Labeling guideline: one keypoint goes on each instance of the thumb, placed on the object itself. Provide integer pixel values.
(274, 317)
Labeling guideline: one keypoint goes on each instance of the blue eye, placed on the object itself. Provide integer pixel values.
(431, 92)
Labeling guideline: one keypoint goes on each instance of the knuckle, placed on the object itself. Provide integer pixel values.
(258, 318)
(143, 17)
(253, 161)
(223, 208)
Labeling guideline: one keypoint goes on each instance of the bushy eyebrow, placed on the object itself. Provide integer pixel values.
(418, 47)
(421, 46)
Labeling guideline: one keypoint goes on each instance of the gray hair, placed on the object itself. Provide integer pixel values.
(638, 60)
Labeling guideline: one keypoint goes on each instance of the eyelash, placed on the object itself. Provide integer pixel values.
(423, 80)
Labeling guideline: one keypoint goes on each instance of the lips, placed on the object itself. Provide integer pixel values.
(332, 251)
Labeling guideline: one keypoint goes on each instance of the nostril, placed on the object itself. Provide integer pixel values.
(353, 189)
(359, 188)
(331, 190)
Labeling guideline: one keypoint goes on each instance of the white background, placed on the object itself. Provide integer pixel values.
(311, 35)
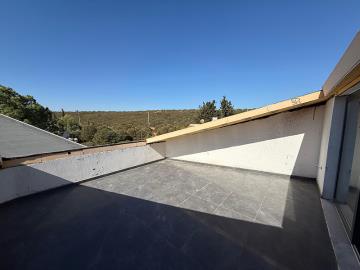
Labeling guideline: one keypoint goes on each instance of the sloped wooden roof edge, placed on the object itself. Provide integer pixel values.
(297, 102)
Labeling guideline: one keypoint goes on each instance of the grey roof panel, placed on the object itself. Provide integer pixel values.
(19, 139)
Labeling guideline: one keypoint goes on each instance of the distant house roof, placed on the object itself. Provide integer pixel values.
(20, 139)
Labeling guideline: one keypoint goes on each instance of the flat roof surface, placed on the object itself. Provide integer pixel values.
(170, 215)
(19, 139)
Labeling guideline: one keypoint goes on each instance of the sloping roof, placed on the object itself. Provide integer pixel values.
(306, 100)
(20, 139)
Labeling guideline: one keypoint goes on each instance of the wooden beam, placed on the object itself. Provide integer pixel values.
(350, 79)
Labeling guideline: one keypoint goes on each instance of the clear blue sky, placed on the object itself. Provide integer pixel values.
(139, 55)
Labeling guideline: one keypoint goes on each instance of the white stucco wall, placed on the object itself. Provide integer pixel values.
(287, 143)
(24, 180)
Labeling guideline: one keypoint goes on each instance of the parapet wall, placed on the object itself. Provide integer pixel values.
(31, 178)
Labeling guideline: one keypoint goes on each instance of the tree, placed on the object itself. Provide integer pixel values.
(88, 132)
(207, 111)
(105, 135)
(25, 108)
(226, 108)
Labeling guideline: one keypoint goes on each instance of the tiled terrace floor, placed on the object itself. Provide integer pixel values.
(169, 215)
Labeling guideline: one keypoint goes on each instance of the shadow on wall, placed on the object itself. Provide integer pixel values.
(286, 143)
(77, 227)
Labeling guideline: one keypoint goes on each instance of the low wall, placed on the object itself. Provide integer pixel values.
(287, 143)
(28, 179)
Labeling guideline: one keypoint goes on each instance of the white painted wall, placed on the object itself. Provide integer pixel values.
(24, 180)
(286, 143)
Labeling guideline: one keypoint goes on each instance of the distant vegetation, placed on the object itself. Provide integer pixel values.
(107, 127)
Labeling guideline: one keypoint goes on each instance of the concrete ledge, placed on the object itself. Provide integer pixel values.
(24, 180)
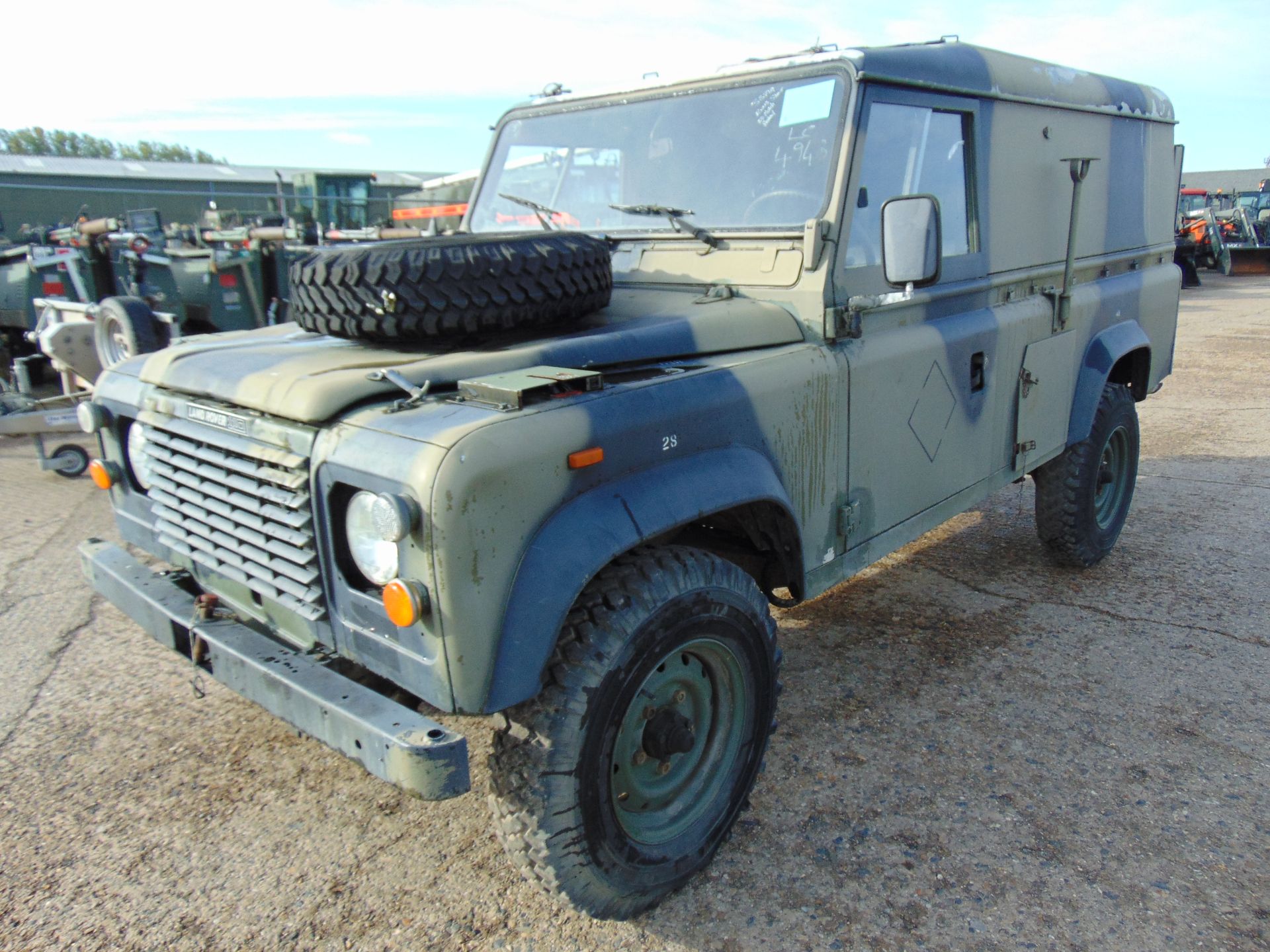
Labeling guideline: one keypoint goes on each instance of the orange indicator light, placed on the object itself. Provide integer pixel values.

**TASK PROMPT:** Set down the records exactly, without the pictures.

**EXERCISE RESULT:**
Labeling guideline: one keypoint goes on each instance of the thumb, placed on the object itself. Provide integer pixel values.
(274, 317)
Labeling guideline: one keypoint goes on each instance of the blue eye, placed on the object itself. Provide integer pixel values.
(431, 92)
Labeling guideline: one keypoint goes on each instance of the knuckle, placed on the object itself. Provide integer pixel values.
(258, 318)
(143, 17)
(253, 161)
(223, 208)
Labeling guideline: one keypoint goes on each instance of the bushy eyebrow, placed on the object itself. Provide integer pixel values.
(418, 47)
(421, 46)
Labeling guideline: one keypoint goes on each instance of the gray hair, placed on the object itself. Provide integer pixel values.
(638, 60)
Labeling guideline: one keypoint goes on each instance of the eyelash, placed on the object itself. Provide integer pixel values.
(423, 80)
Labeling guideline: one keypoint goes on each instance of the lips, placed on the object itself. Provide integer pixel values.
(332, 251)
Labeling guideline: one keypoint goes on each instance of the nostril, placed on the object itself. Provide integer pixel values.
(353, 189)
(359, 188)
(331, 190)
Labeling guideline: one keypoint goes on each instance of the white background, placed on the object itself. Provide integer pixel values.
(311, 35)
Labeling guideline: one keypoint goes on each instance of the sloped wooden roof edge, placed on the object itself. Provide integer pixel values.
(297, 102)
Labeling guideline: one keypoint goes on each instance of the grey roof panel, placed on the object itself. Provide integer pixel values.
(19, 139)
Labeling guideline: one keypoint goes on each instance of the distant house roof, placed on the object itself. Provide integer pixel values.
(20, 139)
Labeling guideline: one keypoint goes on each instance of the flat roof surface, placed on the object itself. Provide integer pixel values.
(170, 215)
(19, 139)
Labeling guideline: one keypoint goes on each instance of the sloping roof, placed on the object itself. Provide integer pixel values.
(306, 100)
(20, 139)
Labeling guideline: one keypoint goes on each instance of the wooden beam, placed on the object itself. Provide integer pixel values.
(350, 79)
Labeling guideline: one keypoint goes on each instance of the clear blue sky, placed on the object itself. Provide integer pixel values.
(139, 55)
Labeling guideline: one keypoint goes on each instance of the white stucco wall, placed on the object itself. Provide integer pixel values.
(287, 143)
(24, 180)
Labeling guideline: one keypoint goes on each instance of the parapet wall, placed on the object itself. Provide integer pixel values.
(31, 178)
Labeling guideline: one keypoint goes on each instance of the tree, placed on the object itself. Provide integer pixel values.
(88, 132)
(207, 111)
(105, 135)
(25, 108)
(226, 108)
Labeling guideline: one keypoint goes on each instance of the tiled terrace floor, placed on the object itself. Provide integer pixel values.
(169, 215)
Labeling guideline: one keypoint goes on each instance of the shadow on wall, placed on the object itself. Provide integer pixel values.
(286, 143)
(77, 227)
Labeling guideline: one keypoint goes on each instance of the low wall, placed on the object itself. Provide integer pixel values.
(287, 143)
(28, 179)
Labeling guideline: one keypoint goes on each instance of the white painted wall, placed on the object itself. Provide integer pixel values.
(24, 180)
(286, 143)
Labeling guideline: one keypoint goes on each instance of the distant vegetation, placed on the object itself. Provide integer pixel values.
(107, 127)
Labeling guideline: one keypoint goes on each instance of the concrete ledge, placed on the object itself. Provide integer pixel values.
(24, 180)
Labeling guideline: one keypoint goes on each instance of the orange indicator light, placed on the object itself. Provide integer pixel values.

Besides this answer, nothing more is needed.